__EXERCISE TASK__
Scale the answer coordinates by 1.3, rounding to whole numbers with halves going up, and rewrite every line from the first one through the line containing "point(43, 16)", both ends included. Keep the requests and their sample points unchanged, and return only those lines.

(Dataset excerpt)
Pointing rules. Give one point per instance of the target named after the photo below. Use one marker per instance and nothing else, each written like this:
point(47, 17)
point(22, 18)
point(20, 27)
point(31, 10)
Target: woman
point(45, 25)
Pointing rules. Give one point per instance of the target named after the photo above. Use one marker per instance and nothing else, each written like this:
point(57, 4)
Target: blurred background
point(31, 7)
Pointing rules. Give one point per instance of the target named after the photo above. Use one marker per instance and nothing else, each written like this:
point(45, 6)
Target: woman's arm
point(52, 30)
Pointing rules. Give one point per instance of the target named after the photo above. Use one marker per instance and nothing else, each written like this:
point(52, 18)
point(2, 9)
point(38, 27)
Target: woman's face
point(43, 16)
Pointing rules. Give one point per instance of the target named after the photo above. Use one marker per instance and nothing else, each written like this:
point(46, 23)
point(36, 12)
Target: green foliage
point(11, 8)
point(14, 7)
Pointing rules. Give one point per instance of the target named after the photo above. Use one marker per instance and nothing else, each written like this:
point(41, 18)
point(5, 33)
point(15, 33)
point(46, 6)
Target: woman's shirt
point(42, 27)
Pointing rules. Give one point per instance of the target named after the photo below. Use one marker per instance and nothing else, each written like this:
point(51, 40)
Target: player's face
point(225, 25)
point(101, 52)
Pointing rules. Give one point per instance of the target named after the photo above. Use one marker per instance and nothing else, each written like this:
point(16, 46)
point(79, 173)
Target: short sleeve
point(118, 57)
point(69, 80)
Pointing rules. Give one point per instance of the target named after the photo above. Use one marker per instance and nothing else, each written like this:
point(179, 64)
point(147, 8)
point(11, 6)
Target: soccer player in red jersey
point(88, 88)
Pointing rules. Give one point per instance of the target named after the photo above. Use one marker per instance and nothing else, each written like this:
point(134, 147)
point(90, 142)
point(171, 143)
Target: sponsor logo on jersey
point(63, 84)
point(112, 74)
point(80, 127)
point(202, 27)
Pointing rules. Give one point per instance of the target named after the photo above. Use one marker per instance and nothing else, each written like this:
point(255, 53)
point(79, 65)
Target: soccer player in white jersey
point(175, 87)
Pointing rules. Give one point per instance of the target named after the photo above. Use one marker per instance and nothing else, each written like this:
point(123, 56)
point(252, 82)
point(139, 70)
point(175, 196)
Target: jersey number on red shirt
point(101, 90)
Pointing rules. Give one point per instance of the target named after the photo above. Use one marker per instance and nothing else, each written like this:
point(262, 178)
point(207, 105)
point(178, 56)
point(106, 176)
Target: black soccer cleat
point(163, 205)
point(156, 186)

__EXERCISE OUTPUT__
Pointing rules. Give one point per instance of the target named after the photo below. Use one marker per instance and nothing else, each written like this:
point(47, 17)
point(22, 18)
point(20, 27)
point(31, 10)
Target: woman
point(59, 33)
Pointing rules. Give one point per instance of the target named after the photo above. Use one marker per instance and nothing else, each written like this:
point(57, 4)
Target: blurred background
point(40, 9)
Pointing rules. Give one point per instance of the target named after the photo above. Use one marker per instance and nothing else, each written like this:
point(45, 6)
Target: woman's arm
point(68, 39)
Pointing rules. Give one point per instance of the target named after the photo above. Use one marker per instance and nothing else, each written like this:
point(52, 18)
point(2, 9)
point(38, 27)
Target: woman's face
point(56, 21)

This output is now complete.